* Your assignment *
Return all the entries exactly, keeping pictures out.

* Raw data *
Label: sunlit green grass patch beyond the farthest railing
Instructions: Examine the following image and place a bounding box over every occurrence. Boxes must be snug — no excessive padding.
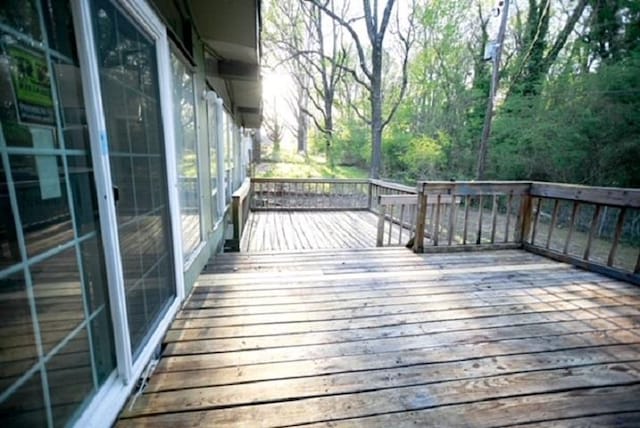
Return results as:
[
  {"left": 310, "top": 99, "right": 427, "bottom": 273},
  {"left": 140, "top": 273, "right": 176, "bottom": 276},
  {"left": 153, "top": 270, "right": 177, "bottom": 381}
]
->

* Exercise output *
Label: sunlit green grass patch beyond the farthest railing
Instructions: Examine the following image and place a bounding box over every occurrence. Boxes must be snug — no excessive padding.
Return results as:
[
  {"left": 310, "top": 99, "right": 427, "bottom": 273},
  {"left": 140, "top": 273, "right": 176, "bottom": 276},
  {"left": 153, "top": 270, "right": 177, "bottom": 381}
]
->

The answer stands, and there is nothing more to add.